- AIM OF THE TASK -
Output the lines of the entries below as a JSON list of strings, one string per line, skipping blank lines. Begin with the line containing "TARGET = metal stand stem" and continue through the line containing "column 502, row 660", including both.
— START RECORDS PROVIDED —
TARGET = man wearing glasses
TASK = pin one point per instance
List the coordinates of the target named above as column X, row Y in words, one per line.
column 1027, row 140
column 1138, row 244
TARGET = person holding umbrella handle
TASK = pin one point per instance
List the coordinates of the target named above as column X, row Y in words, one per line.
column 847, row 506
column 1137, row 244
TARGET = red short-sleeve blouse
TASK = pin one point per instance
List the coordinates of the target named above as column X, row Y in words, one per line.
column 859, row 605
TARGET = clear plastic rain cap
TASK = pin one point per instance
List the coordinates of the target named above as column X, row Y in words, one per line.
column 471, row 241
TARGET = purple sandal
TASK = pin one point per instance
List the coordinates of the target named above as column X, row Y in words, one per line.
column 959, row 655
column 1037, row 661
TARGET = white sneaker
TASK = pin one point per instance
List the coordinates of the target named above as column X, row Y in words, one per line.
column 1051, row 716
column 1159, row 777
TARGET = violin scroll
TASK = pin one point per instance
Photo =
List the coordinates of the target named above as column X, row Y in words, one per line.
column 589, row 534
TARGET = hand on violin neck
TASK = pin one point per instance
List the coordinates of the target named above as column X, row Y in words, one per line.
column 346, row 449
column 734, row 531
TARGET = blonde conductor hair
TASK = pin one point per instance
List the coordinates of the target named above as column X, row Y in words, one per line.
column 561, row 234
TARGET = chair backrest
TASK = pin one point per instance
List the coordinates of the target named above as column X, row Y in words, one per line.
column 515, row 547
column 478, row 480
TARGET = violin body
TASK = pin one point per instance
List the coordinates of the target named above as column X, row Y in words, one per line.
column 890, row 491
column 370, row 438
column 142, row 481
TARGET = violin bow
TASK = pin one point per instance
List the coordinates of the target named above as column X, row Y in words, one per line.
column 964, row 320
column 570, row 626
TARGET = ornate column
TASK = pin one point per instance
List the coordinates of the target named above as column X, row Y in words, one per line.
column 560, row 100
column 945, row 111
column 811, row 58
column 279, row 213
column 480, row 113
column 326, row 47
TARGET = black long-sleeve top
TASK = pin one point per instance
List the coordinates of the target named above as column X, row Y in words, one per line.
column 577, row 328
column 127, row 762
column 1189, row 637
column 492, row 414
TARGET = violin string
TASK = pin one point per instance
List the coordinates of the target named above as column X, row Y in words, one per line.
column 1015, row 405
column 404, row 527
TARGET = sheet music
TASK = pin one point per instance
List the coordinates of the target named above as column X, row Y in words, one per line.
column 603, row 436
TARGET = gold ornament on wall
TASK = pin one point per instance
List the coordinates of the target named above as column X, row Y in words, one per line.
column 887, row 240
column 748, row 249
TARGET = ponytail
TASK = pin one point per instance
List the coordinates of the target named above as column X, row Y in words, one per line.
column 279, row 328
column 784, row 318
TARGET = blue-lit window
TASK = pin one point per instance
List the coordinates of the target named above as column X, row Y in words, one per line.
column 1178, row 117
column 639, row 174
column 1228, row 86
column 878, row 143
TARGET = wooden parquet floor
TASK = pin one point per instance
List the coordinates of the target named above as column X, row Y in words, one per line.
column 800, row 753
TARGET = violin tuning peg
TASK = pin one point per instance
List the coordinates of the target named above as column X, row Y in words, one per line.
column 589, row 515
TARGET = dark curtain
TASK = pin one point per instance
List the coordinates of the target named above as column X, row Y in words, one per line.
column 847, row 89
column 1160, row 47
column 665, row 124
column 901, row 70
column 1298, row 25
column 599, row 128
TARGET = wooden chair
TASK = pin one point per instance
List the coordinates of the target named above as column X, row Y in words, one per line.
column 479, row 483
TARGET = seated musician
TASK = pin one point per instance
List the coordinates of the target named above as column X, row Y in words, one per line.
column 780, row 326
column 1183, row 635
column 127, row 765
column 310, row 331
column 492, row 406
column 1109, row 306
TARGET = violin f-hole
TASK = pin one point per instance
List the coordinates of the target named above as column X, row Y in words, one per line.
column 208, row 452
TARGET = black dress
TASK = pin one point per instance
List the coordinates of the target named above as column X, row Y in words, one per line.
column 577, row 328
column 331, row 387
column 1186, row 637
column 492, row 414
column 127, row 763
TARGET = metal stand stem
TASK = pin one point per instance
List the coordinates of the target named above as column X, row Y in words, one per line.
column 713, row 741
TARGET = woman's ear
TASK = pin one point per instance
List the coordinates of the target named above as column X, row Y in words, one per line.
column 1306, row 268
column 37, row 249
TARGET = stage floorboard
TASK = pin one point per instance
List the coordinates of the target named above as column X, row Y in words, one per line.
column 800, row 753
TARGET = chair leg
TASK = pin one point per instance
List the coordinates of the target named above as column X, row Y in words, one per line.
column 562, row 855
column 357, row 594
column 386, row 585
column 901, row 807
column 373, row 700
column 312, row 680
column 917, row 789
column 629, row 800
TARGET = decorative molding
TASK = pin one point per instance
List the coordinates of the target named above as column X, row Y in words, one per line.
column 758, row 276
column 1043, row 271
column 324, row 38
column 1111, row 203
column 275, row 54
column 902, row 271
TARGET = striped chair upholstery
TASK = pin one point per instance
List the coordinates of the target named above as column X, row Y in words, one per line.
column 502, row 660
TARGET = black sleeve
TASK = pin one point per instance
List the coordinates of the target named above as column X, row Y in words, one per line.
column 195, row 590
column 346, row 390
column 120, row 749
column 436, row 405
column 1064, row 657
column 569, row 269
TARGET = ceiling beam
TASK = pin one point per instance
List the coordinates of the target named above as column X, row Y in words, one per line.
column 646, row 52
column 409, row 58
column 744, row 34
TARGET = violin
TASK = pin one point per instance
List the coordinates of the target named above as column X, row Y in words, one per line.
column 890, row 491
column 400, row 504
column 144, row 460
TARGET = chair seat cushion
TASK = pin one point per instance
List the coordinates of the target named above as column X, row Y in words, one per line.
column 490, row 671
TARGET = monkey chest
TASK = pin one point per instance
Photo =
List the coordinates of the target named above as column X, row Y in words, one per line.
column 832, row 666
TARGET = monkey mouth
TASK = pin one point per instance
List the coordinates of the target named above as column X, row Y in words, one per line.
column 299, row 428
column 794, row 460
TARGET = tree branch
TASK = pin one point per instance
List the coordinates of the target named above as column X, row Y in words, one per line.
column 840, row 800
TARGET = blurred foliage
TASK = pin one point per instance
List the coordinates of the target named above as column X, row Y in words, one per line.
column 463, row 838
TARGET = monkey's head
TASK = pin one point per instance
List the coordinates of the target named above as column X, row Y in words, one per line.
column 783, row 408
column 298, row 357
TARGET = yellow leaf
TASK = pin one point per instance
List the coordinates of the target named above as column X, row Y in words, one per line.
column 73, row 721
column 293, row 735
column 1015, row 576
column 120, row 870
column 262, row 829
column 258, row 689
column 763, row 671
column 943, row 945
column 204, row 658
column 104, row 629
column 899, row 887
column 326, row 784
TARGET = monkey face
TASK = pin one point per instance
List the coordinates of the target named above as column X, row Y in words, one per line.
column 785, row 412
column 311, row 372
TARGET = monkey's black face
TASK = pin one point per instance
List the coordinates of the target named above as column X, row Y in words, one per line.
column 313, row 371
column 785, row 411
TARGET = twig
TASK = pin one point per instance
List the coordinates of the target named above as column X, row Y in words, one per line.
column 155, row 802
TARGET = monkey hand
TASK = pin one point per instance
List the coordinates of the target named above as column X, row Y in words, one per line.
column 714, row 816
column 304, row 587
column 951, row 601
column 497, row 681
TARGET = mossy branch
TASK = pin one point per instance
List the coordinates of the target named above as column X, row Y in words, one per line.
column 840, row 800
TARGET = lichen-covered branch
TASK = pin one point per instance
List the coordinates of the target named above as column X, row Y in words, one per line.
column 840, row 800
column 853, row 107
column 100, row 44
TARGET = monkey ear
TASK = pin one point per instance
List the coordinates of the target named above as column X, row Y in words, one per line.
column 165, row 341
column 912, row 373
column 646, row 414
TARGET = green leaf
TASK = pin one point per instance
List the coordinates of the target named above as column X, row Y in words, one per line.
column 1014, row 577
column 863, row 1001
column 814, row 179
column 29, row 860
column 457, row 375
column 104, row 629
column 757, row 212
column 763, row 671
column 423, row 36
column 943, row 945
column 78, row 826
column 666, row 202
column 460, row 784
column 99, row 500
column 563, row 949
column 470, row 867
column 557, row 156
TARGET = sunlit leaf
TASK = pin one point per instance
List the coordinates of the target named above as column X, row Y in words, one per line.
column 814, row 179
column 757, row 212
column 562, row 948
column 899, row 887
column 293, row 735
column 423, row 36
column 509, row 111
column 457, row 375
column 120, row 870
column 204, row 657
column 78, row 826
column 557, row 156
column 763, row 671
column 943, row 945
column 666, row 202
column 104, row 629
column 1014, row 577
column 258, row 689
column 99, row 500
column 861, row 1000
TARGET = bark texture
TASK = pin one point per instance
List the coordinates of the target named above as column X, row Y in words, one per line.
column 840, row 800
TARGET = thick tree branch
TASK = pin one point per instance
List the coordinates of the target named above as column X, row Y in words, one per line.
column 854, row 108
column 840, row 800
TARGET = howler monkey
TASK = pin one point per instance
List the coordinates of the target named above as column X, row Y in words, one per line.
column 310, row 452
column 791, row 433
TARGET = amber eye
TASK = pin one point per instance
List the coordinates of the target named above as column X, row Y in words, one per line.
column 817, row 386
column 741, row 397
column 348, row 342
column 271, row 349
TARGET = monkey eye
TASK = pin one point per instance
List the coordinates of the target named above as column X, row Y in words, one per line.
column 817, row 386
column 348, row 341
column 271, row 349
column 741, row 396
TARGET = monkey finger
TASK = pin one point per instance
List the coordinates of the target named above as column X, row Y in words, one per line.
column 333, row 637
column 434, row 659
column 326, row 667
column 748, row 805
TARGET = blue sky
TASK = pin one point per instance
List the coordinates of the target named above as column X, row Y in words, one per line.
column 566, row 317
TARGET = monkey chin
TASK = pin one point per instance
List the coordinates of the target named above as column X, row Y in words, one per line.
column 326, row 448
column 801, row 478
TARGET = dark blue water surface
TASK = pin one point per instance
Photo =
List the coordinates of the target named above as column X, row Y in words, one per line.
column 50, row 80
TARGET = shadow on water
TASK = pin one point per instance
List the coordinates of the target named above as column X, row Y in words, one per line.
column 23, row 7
— END RECORDS PROVIDED —
- EXERCISE OUTPUT -
[
  "TARGET = metal stand stem",
  "TASK = pin one point per instance",
  "List the coordinates of the target named above as column X, row Y in words, one per line.",
  "column 713, row 741",
  "TARGET = woman's ear",
  "TASK = pin one point per instance",
  "List the coordinates of the target named above as column X, row Y in words, one per line.",
  "column 1306, row 268",
  "column 37, row 249",
  "TARGET = stage floorboard",
  "TASK = pin one point per instance",
  "List the coordinates of the target named above as column X, row Y in words, one per line.",
  "column 800, row 753",
  "TARGET = chair leg",
  "TASK = pin one point per instance",
  "List the coordinates of the target named above as column X, row Y in words, one per line.",
  "column 562, row 855",
  "column 357, row 594",
  "column 386, row 585",
  "column 901, row 807",
  "column 373, row 700",
  "column 312, row 680",
  "column 917, row 789",
  "column 629, row 800",
  "TARGET = decorative molding",
  "TASK = pin one point per instance",
  "List the coordinates of the target named above as column X, row Y in words, one per line.",
  "column 758, row 276",
  "column 1043, row 271",
  "column 324, row 38",
  "column 1111, row 203",
  "column 275, row 54",
  "column 902, row 271",
  "TARGET = striped chair upholstery",
  "TASK = pin one point per instance",
  "List the coordinates of the target named above as column X, row Y in words, one per line.",
  "column 502, row 660"
]